#### Instruções da tarefa:
Segundo a resposta ao artigo do jornal Público, quantas vezes a APP enviou a sua resposta ao jornal?

#### Excerto para leitura:
================================

Resposta ao artigo “Programa de Português é para cumprir”, jornal ‘Público’, 6 de julho de 2015

A 6 de julho de 2015, foi divulgado no jornal Público um artigo intitulado “Programa de Português é para cumprir”, presente nesta ligação. Tendo a APP enviado, por três tentativas, resposta ao artigo, não viu publicada tal resposta. Pelo exposto, divulgamos na nossa página o texto enviado a este jornal...

A 6 de julho de 2015, foi divulgado no jornal Público um artigo intitulado “Programa de Português é para cumprir”, presente nesta  ligação.
Tendo a APP enviado, por três tentativas, resposta ao artigo, não  viu publicada tal resposta.
Pelo exposto, divulgamos na nossa página o texto enviado a este jornal:

 

Consequências

No artigo «Programa de Português é “para cumprir”, diz MEC»,  (jornal Público de 6 de julho de 2015) , a “cidadã” Helena Buescu, coordenadora dos novos programas de Português dos ensinos básico e secundário, “alertou” para as consequências de um comentário da professora Filomena Viegas, da direção da Associação de Professores de Português, dizendo que “apelar à desobediência civil é um acto com consequências jurídicas”. Esta declaração é uma resposta à afirmação de que os professores devem ter “o bom senso” de não seguir as diretrizes do novo “Programa de Português” do ensino básico “de forma acrítica”.
Quer Helena Buescu, quer o Ministério da Educação e Ciência, numa voz unânime, procuraram recolocar a gravitas da pátria no seu devido lugar. Já dizia Vasco Graça Moura que “a unanimidade é a mais banal e empobrecedora das situações.” Neste caso, é mais do que empobrecedor e banal, é um sinal inquietante de uma ameaça e de uma incapacidade de ler adequadamente um texto “complexo”, como aqueles que os programas de Português defendem e que os alunos deverão ler, pretensamente com recurso a um “trabalho mais lento” (p. 6 do Programa do ensino secundário).
De facto, o que a professora Filomena Viegas defendeu, apesar do parecer negativo da APP ao novo “Programa de Português” do ensino básico, não foi que os professores não cumprissem o programa ou as suas diretrizes mas que o cumprissem de forma crítica. Não compreendemos como pode um programa, ou qualquer outro texto “complexo”, ser lido de outra forma. Aliás, o próprio “Programa” do ensino secundário, na p. 7, pressupõe que a leitura dos textos em contexto “não deverá traduzir-se em leituras meramente reprodutivas ou destituídas de sentido crítico” – como defende Aguiar e Silva e nós subscrevemos.
A APP não tem como modo de atuação, desde que foi criada em 1977, o apelo a atitudes de desobediência civil, mas não descarta o seu direito inalienável de defesa do pensamento crítico, em matéria de educação, de ensino e aprendizagem da língua portuguesa.

================================

Registos de contornos de formas:
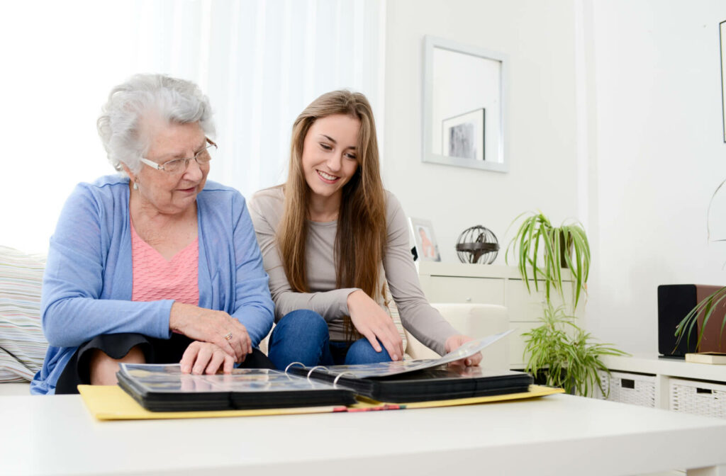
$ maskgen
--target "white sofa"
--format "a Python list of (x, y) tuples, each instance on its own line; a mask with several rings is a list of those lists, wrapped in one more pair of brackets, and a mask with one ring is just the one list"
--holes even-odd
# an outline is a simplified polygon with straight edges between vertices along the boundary
[[(42, 364), (47, 343), (41, 329), (41, 283), (45, 260), (0, 246), (0, 396), (27, 395), (29, 379)], [(462, 334), (484, 337), (507, 330), (507, 309), (485, 304), (433, 304)], [(396, 320), (397, 313), (392, 309)], [(437, 356), (407, 331), (399, 329), (407, 341), (410, 358)], [(266, 339), (261, 345), (266, 351)], [(499, 340), (483, 352), (482, 365), (507, 369), (507, 340)]]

================================

#### Resposta correta:
Três vezes.